» **EXERCISE**
Find each line in the records below that contains the word "class", and copy those lines.

» **EXERCISE MATERIALS**
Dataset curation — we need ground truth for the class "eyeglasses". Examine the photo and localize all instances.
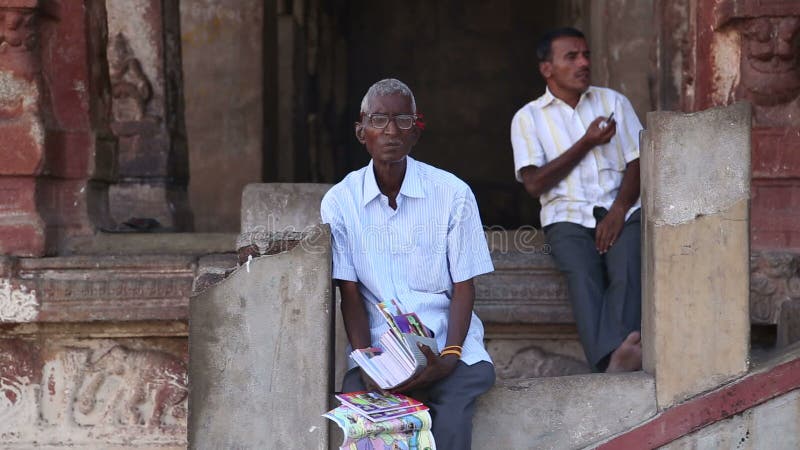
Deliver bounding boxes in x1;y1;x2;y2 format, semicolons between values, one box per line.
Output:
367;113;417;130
---
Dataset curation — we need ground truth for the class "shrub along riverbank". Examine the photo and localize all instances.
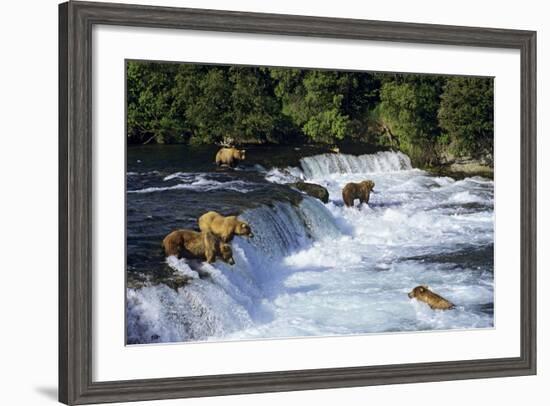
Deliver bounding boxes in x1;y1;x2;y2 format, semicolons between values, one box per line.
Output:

» **TASK ANSWER**
Dataset curation — we need ground truth for the class "eyeglasses". Examine the photo and localize all instances.
Dataset curation — we need ground truth for the class "shrub along riverbank". Examine the photo and localize all instances.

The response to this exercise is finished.